Aim of the task: After finding "green leaf, which" in the material below, output its line and every line after it through the last, exactly, but not the pictures.

Record extracts:
****************
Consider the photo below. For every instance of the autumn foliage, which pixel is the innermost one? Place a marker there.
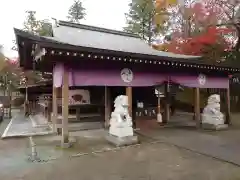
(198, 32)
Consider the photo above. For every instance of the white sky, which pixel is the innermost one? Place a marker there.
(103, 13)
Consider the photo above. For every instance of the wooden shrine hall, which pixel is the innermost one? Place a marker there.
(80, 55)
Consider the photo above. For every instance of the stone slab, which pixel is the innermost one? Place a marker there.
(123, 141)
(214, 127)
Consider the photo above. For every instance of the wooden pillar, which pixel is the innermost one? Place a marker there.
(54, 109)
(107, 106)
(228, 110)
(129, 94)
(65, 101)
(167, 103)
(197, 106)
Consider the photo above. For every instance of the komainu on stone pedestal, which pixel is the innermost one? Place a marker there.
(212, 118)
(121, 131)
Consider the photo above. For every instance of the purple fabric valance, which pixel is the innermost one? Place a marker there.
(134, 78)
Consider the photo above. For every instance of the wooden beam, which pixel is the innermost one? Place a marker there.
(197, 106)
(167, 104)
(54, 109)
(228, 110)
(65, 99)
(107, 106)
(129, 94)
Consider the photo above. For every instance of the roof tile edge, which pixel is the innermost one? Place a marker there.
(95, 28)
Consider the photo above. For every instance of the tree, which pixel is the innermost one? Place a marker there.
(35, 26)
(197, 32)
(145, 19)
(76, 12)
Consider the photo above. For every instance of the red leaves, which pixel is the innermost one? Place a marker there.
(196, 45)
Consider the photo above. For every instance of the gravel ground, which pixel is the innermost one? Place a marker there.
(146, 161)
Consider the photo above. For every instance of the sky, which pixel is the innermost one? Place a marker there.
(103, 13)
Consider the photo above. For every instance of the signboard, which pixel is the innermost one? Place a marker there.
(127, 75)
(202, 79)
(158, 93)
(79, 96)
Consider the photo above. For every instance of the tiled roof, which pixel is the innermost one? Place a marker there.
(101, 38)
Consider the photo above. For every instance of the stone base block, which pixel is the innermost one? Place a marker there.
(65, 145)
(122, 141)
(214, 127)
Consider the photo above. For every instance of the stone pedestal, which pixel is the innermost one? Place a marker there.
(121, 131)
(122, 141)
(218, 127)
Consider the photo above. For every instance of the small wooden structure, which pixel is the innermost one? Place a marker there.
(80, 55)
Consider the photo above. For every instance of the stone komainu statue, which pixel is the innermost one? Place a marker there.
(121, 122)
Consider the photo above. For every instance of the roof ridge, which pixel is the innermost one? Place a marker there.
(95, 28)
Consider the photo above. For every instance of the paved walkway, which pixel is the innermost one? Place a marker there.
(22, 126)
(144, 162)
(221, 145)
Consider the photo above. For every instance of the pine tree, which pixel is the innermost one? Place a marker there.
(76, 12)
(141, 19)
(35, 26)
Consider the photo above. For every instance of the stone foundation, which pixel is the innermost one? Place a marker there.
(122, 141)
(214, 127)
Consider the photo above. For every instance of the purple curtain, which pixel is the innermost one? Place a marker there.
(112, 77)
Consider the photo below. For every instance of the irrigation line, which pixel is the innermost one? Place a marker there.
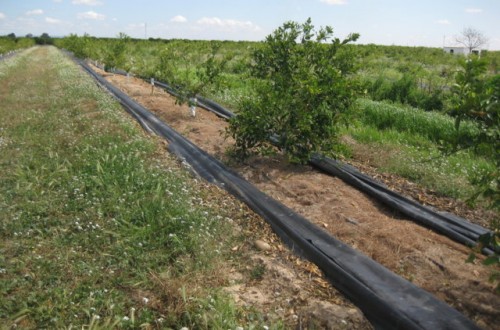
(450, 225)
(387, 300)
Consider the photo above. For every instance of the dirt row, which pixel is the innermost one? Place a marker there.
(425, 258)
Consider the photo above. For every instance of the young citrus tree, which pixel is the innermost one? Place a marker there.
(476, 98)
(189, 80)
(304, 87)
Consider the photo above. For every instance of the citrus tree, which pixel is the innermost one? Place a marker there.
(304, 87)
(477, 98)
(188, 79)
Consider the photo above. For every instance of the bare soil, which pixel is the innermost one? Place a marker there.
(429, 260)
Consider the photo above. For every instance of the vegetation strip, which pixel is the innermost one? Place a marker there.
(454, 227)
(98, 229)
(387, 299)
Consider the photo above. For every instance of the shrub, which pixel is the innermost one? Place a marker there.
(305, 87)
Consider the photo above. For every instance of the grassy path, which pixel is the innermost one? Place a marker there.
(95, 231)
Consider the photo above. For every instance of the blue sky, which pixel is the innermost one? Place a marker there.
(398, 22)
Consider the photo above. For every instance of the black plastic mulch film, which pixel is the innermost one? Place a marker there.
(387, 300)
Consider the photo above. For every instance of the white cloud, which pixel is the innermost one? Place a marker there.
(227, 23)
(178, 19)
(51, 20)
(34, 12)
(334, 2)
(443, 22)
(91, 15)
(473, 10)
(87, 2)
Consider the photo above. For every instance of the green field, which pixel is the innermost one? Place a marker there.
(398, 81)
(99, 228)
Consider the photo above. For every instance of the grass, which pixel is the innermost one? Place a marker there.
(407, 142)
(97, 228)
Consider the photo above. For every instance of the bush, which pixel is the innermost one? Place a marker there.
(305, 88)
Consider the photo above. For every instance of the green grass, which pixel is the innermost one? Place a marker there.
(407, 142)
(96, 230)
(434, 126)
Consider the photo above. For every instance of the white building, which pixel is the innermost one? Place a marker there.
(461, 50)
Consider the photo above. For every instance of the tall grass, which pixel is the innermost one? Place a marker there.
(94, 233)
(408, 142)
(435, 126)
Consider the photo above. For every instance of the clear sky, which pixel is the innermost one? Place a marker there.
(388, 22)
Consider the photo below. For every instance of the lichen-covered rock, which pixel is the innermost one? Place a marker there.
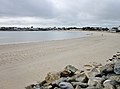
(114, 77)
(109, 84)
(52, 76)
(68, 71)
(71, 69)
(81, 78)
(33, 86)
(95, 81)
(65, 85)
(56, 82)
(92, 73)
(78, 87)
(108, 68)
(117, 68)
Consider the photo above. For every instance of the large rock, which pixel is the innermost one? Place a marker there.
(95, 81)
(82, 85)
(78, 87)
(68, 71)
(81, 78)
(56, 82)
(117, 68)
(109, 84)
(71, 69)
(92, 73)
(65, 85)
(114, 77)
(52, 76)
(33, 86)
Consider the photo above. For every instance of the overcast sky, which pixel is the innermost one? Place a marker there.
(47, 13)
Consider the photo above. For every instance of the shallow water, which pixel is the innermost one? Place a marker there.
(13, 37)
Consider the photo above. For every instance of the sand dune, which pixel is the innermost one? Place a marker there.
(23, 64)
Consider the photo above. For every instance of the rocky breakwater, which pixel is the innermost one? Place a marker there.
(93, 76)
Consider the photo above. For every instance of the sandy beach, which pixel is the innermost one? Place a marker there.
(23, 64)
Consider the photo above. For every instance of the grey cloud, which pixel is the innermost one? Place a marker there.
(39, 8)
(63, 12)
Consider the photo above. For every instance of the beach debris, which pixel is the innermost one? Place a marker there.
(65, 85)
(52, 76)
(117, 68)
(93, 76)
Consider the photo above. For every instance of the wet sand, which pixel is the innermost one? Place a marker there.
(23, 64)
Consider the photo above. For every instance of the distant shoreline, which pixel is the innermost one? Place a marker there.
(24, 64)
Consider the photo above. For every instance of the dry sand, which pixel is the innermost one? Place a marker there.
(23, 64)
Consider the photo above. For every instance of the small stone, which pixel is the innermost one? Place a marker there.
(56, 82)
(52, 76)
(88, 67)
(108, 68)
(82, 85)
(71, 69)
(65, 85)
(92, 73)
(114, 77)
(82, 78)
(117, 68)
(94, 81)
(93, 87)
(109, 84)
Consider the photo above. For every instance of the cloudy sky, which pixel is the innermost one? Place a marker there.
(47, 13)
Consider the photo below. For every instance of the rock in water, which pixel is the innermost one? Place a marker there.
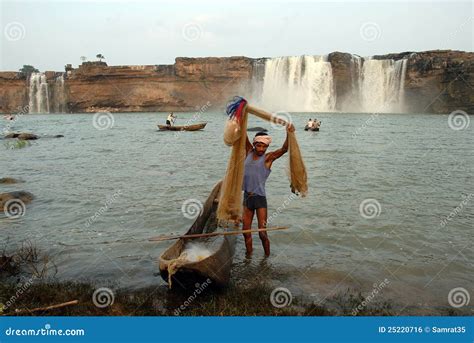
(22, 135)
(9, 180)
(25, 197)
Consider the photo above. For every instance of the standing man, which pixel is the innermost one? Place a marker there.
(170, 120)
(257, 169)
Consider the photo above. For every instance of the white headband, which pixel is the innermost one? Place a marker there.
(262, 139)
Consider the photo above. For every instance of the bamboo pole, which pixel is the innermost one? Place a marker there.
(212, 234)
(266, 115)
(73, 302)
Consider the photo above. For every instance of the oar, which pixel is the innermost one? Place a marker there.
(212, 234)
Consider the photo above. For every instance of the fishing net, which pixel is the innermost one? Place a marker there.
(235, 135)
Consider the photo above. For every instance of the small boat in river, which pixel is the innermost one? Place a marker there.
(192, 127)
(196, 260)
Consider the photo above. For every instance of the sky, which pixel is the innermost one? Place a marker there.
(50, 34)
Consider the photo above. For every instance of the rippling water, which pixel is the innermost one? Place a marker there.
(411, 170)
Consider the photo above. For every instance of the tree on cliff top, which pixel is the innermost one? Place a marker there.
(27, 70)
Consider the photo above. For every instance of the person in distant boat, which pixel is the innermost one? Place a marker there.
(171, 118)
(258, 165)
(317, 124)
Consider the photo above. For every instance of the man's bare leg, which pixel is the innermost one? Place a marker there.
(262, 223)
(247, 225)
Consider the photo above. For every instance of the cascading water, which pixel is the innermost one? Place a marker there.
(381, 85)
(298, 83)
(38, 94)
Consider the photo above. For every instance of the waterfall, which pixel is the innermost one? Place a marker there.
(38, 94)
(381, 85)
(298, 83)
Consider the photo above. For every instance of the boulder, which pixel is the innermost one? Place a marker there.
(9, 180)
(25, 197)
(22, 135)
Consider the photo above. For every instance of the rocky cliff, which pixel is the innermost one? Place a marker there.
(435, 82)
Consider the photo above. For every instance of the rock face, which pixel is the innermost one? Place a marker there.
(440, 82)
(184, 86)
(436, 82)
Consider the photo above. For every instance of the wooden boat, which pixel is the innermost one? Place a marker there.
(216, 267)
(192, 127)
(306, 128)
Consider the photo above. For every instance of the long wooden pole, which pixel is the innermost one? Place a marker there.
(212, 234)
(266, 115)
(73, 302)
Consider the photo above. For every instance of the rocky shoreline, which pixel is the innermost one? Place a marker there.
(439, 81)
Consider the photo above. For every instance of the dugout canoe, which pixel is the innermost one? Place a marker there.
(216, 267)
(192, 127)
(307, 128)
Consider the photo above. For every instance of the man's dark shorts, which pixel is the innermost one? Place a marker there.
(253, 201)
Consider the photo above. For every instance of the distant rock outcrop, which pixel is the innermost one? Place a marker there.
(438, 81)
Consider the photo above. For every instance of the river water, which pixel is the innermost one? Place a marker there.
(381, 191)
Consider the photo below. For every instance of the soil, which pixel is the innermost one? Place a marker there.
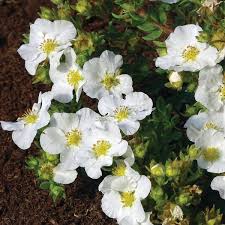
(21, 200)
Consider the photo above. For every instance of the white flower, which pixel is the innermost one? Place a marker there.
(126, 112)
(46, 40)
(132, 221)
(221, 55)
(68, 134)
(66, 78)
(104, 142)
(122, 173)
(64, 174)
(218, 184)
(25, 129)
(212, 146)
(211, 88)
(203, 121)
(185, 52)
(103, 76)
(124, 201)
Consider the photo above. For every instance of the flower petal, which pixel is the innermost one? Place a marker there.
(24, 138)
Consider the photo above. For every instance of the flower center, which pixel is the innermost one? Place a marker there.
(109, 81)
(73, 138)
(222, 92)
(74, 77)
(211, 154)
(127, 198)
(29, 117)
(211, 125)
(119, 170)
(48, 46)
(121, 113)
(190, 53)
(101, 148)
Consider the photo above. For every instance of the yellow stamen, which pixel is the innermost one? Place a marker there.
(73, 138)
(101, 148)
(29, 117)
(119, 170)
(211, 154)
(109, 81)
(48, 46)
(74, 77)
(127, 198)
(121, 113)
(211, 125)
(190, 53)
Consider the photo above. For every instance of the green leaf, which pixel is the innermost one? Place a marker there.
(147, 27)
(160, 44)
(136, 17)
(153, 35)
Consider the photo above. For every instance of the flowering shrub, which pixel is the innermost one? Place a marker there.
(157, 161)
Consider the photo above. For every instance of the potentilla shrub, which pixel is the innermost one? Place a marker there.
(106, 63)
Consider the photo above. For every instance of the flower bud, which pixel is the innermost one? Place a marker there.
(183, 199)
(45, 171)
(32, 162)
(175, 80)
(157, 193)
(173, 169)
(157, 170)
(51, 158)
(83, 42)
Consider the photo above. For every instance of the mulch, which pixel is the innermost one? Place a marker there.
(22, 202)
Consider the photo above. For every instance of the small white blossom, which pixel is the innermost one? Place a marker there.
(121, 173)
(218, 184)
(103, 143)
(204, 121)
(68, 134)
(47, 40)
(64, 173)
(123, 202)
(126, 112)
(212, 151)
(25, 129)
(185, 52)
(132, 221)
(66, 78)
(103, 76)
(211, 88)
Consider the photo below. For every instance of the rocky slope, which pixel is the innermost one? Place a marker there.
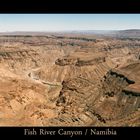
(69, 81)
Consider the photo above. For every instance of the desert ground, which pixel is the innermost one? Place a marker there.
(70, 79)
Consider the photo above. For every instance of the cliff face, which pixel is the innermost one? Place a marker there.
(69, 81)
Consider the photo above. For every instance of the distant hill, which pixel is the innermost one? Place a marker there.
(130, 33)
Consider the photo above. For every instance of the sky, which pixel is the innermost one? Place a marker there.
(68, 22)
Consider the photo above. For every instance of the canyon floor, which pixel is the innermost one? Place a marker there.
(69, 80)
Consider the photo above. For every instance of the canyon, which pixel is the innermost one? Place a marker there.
****************
Exercise result:
Consider the photo above. For every instance of the green leaf, which pixel is the innermost one? Place a marker there.
(147, 27)
(160, 44)
(136, 17)
(153, 35)
Consider the photo above. For every instance of the flowering shrub, which pixel is the innermost one? Place a marker there.
(157, 161)
Consider the photo above. For every instance of the potentilla shrub, which pixel is the innermost one? Place a marker there.
(106, 63)
Consider the photo above. For every instance of the flower bud, which pixel is the innermost one? Place a marker there.
(183, 199)
(45, 171)
(32, 162)
(175, 80)
(157, 193)
(173, 169)
(157, 170)
(51, 158)
(83, 42)
Consider the photo above. For every instance of the mulch, which pixel is the innermost one? Place a marker there.
(22, 202)
Consider the photo above. For every instance of the small white blossom, which pixel is the innermost one? Place a marker there.
(121, 173)
(218, 184)
(103, 143)
(204, 121)
(68, 134)
(47, 40)
(64, 173)
(123, 202)
(126, 112)
(212, 151)
(25, 129)
(185, 52)
(132, 221)
(66, 78)
(103, 76)
(211, 88)
Consider the photo below. For every instance of the rocky slope, which pixel is the innermost one? Place a marker there.
(69, 81)
Consider the photo above. For every instance of the desert ground, which pixel is the innermost one? Place a marker there.
(70, 79)
Consider the photo above. For every instance of the cliff face, which pixel is the innermost one? Place a marker there.
(69, 81)
Consider the photo above. For every instance of the distant hill, which pixel is the innermost one? Place a marker there.
(130, 33)
Consider the photo above. For every instance of the sky, which pixel is the innermost one? Place a marker there.
(68, 22)
Consider the photo above. For every instance of the canyon floor, which pixel is the innermost one? Place a marker there.
(69, 80)
Consider the photo above. For every instance of the canyon, which pixel is the innermost one? Place a marker there.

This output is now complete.